Fragmento del documento =>
Pocas veces se encuentra una película audiovisual en el
pleno sentido de la palabra. Hablando de cine esta afirmación puede parecer una
simpleza (probablemente, lo es). Sin embargo, estamos acostumbrados a elegir
entre musicales o películas en las que la imagen sonora hace de fondo, a ratos
protagonista, de la imagen visual. En este caso, la integración de los dos
tipos de imagen es perfecta, más si se tiene en cuenta que la mayor parte del
tiempo son “canciones”. Una excelente película.


Y son precisamente ellas las que hacen que sea una película
de “paso”, de paso del folk al rock por la vía de la metamorfosis; de cómo
aquellos que vibraron con “porque los tiempos están cambiando” no pueden
aceptar que el suyo también cambie. Más aun, a los que traen el cambio no se
les permite que cambien. En el festival de Newport 1965 la banda de rock de
Dylan atronaba con la guitarra eléctrica mientras el público pitaba y se
desgañitaba reclamando el “Mr. Tambourine Man” del año pasado. ¿Qué había
cambiado?

Que los tiempos están cambiando, a favor de unos contra
otros, ha sido el slogan que han hecho suyo generaciones, en España sonaba
especialmente al comienzo de la Transición. Pero en la versión de Dylan hay un
componente que no coincide con la recepción: son tiempos diferentes, no
necesariamente mejores. A propósito de un diálogo de la película se percibe
mejor el matiz: Dylan distingue entre mejor y diferente y esto último es lo que
quiere ser él. Primero en lo que otros hacen, el folk y la canción protesta de
tema social y luego, cuando todo es lo mismo, cuando han asesinado a Kennedy, a
Luther King, cuando afirma que nada cambia, crea su propia diferencia, donde ya
no tienen cabida los otros. La película es un camino a la diferencia desde lo
que estamos acostumbrados y nos gusta de Dylan. Las buenas canciones no nos
hacen buenos, pero algunas nos hacen sentirnos mejor.

Registros sin procesar =>
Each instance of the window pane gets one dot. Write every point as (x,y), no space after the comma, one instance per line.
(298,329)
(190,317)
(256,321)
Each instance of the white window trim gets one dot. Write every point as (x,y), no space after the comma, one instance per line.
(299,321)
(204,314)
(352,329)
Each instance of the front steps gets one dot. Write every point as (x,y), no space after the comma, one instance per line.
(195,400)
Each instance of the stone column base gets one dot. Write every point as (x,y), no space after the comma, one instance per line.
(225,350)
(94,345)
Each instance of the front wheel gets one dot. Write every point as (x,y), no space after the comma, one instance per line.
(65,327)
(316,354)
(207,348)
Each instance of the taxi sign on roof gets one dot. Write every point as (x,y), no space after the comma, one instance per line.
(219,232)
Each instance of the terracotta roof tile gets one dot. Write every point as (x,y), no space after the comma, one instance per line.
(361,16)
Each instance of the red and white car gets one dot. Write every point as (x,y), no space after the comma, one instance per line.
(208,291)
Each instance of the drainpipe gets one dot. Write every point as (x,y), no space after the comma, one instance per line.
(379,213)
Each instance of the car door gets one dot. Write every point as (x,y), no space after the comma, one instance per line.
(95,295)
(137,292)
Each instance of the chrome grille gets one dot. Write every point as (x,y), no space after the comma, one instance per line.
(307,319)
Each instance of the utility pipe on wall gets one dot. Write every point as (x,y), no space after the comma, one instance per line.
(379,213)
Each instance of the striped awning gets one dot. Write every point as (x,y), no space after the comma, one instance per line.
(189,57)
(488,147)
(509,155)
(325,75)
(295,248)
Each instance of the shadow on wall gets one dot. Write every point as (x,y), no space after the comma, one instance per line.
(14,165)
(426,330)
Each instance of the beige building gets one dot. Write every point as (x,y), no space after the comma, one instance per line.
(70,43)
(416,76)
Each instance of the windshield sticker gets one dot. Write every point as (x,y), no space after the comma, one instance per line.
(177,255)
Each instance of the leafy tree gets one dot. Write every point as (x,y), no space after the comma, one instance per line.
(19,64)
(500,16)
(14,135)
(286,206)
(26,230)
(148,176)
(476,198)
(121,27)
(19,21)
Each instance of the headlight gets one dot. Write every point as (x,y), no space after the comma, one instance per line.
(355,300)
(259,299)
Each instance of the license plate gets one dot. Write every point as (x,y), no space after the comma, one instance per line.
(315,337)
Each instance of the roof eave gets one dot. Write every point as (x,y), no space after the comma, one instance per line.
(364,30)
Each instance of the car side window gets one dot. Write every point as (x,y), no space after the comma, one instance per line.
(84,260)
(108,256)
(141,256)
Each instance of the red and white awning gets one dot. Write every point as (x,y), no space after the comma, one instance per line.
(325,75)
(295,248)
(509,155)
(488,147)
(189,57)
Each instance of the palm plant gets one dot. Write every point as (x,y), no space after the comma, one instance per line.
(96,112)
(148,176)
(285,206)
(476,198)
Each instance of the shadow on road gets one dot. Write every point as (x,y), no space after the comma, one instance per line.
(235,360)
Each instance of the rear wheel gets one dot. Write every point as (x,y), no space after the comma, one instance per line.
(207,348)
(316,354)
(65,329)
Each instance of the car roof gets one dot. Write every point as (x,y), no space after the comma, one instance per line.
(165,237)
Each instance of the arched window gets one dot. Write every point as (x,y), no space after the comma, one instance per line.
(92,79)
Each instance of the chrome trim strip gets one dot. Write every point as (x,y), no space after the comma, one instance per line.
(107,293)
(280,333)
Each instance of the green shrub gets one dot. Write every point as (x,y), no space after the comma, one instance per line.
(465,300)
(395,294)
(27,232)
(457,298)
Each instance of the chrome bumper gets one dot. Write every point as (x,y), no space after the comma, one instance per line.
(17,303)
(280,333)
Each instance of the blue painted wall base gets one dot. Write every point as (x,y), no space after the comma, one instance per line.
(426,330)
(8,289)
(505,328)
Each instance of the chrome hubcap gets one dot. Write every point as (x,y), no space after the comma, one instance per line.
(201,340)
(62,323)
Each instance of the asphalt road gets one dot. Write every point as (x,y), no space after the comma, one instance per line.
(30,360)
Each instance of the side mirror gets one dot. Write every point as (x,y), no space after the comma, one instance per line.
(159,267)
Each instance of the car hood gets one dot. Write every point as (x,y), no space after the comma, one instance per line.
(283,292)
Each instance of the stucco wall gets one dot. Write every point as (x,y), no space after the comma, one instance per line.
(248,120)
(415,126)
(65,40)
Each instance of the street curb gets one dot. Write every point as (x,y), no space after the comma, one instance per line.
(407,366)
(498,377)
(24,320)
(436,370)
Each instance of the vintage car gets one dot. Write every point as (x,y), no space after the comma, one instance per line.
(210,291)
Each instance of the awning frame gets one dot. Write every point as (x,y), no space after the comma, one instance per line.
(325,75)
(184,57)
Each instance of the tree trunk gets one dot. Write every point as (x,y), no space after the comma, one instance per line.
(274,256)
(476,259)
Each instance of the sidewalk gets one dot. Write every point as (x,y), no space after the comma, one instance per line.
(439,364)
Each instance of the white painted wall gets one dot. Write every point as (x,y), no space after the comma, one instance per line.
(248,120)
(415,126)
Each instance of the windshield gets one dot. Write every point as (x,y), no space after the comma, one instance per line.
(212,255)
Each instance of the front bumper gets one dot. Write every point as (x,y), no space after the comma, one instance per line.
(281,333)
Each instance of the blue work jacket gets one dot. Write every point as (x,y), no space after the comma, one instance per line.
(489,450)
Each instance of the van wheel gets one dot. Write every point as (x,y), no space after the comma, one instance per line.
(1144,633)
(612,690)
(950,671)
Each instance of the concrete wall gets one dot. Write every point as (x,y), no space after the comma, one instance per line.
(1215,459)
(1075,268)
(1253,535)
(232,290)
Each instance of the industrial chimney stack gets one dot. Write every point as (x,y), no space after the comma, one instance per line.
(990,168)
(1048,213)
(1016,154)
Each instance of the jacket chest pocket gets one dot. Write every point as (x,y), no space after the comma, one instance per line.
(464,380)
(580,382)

Actividades propuestas =>
#1 Explica en una a tres oraciones por qué, según la reseña sobre Dylan, se trata de una película «de paso».
#2 Responde brevemente, a partir de la reseña sobre Dylan:
(a) ¿En qué festival y en qué año tocó con guitarra eléctrica la banda de rock de Dylan?
(b) ¿En qué momento sonaba especialmente en España el slogan de que los tiempos están cambiando?
(c) ¿A quiénes menciona la reseña como asesinados?
Los registros no son necesarios para resolver las actividades.

Respuestas por actividad =>
#1 Lo son sus canciones, que marcan el paso del folk al rock por la vía de la metamorfosis. Además, muestran cómo quienes vibraron con «porque los tiempos están cambiando» no pueden aceptar que su propio tiempo también cambie.

#2
(a) En el festival de Newport, en 1965.
(b) Al comienzo de la Transición.
(c) A Kennedy y a Luther King.